(Data items)
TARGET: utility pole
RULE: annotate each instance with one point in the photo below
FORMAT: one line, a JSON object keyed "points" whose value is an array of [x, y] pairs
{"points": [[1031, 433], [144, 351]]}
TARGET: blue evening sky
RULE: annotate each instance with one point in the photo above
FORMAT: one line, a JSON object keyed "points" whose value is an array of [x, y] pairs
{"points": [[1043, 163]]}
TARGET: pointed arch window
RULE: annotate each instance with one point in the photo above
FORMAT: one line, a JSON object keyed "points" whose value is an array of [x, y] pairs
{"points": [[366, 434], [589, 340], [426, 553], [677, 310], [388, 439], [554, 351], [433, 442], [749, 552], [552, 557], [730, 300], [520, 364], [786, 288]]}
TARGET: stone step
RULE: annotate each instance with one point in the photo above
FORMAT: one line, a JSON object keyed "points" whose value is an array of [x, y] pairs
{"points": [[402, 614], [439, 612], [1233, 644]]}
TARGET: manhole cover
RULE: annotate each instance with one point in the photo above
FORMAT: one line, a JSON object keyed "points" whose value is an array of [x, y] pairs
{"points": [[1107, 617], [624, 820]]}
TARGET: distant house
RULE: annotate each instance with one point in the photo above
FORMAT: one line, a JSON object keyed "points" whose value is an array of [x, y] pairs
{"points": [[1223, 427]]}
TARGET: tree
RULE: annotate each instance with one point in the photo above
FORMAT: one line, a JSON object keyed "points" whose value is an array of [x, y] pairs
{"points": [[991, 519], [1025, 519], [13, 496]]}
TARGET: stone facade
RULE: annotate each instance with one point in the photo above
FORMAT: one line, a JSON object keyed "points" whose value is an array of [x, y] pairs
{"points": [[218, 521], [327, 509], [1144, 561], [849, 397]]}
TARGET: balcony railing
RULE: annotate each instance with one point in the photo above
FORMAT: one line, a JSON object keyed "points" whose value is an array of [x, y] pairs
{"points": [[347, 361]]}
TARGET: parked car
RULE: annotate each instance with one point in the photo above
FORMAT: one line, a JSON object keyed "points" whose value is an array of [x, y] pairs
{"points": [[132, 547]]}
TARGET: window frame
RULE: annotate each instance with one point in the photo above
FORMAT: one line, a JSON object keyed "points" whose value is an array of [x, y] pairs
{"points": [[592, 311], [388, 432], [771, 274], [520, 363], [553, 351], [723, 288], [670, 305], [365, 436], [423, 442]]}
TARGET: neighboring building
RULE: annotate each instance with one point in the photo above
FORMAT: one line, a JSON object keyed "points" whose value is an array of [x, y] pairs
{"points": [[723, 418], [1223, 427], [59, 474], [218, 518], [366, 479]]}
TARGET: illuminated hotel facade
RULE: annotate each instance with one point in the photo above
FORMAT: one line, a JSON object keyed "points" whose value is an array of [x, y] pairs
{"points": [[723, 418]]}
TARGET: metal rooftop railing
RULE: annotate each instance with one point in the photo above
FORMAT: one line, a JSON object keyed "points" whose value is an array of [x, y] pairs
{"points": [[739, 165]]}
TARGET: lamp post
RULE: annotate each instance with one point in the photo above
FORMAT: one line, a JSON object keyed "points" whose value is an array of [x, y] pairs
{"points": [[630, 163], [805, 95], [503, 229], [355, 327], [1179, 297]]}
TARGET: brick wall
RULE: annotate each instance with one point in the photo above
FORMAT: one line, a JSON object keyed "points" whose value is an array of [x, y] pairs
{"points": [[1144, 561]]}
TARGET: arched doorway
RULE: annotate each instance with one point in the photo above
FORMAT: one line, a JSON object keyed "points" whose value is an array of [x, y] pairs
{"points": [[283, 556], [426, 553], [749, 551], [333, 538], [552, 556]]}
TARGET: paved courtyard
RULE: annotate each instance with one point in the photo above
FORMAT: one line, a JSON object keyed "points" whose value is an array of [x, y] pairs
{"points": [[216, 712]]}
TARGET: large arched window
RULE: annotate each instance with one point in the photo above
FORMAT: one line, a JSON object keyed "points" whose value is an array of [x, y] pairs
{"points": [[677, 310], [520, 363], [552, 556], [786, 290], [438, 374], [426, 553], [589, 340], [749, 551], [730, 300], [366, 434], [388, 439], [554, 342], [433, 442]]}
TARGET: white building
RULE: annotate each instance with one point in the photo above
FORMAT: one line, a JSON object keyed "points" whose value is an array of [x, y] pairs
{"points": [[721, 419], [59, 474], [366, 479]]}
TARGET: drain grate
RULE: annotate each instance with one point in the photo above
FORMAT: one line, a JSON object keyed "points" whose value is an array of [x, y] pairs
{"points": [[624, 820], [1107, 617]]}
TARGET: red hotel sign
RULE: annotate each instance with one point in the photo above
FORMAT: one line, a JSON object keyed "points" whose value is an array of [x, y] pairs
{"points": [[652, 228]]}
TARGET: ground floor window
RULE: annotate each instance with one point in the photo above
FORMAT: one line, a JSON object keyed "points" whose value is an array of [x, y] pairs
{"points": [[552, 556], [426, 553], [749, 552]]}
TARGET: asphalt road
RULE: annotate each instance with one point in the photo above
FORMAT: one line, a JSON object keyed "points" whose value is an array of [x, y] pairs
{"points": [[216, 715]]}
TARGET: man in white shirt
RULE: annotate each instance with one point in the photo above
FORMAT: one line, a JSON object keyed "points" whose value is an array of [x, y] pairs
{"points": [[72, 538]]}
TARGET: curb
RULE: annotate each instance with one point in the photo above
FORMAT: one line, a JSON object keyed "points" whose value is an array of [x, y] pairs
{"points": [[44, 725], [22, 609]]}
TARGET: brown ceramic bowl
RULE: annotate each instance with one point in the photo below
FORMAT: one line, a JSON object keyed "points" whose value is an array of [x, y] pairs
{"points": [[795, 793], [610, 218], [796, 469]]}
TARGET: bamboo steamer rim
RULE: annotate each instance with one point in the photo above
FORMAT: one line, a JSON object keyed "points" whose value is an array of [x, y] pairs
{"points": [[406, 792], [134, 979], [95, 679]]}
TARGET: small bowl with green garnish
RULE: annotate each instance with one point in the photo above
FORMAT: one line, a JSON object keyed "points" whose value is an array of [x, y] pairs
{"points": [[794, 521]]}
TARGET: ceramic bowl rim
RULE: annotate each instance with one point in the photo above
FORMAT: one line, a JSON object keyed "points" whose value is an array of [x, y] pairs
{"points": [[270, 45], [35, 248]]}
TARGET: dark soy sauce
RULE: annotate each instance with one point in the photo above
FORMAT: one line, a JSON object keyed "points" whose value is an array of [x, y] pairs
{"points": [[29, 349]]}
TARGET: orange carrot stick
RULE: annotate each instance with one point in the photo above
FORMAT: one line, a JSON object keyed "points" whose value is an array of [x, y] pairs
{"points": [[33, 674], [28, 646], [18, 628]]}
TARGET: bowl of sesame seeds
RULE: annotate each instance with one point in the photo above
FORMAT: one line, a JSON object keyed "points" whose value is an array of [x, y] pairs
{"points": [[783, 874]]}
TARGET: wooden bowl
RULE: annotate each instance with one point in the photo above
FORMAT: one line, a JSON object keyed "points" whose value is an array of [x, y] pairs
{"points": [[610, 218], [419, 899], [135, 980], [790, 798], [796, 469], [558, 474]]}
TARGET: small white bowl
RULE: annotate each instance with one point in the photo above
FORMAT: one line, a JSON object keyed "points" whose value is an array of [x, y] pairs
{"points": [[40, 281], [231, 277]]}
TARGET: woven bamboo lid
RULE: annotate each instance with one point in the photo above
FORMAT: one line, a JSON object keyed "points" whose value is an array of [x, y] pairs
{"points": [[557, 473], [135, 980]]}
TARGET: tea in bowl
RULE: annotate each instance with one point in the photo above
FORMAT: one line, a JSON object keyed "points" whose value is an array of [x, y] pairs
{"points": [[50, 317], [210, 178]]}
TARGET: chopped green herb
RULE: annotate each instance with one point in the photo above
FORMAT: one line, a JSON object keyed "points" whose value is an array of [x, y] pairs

▸ **Work to complete**
With both ends included, please retype exactly the lines from the line containing "TARGET: orange carrot stick" to the final line of the data.

▸ **Solution to this problem**
TARGET: orange carrot stick
RULE: annotate each instance with one point in the photo above
FORMAT: one line, a JSON object keyed "points" whose value is an array of [x, y] pairs
{"points": [[33, 674], [28, 646], [18, 628]]}
TARGET: bowl of sesame seeds
RULE: annotate each instance with one point in the photo above
FORMAT: one line, a JSON object keyed "points" whose value is an array of [x, y] pairs
{"points": [[783, 874]]}
TARGET: wooden bowl
RULE: annotate each instance with one point in the photo above
FORMAT: one line, a JSON object keyed "points" whose value is an array of [x, y] pairs
{"points": [[610, 218], [419, 899], [135, 980], [790, 798], [796, 469], [558, 474]]}
TARGET: small white bowl
RULE: annotate each instance with one point in the photo above
FORMAT: one line, a JSON object keyed "points" whose value is an array of [x, y] pairs
{"points": [[40, 281], [231, 277]]}
TARGET: woven bamboo lid
RULE: annotate each instance with one point in the photo above
FORMAT: one line, a JSON object keyed "points" whose value is an array of [x, y] pairs
{"points": [[557, 473], [135, 980]]}
TARGET: tea in bowl
RULE: annotate each instance with one point in the photo above
FORMAT: one line, a JSON object keyed "points" whose value is an array of [x, y] pairs
{"points": [[50, 317], [210, 178]]}
TARGET: chopped green herb
RULE: annotate each instance with one point in the photo above
FORMAT: one line, a JSON object keyed "points" whose value is an array of [x, y] pairs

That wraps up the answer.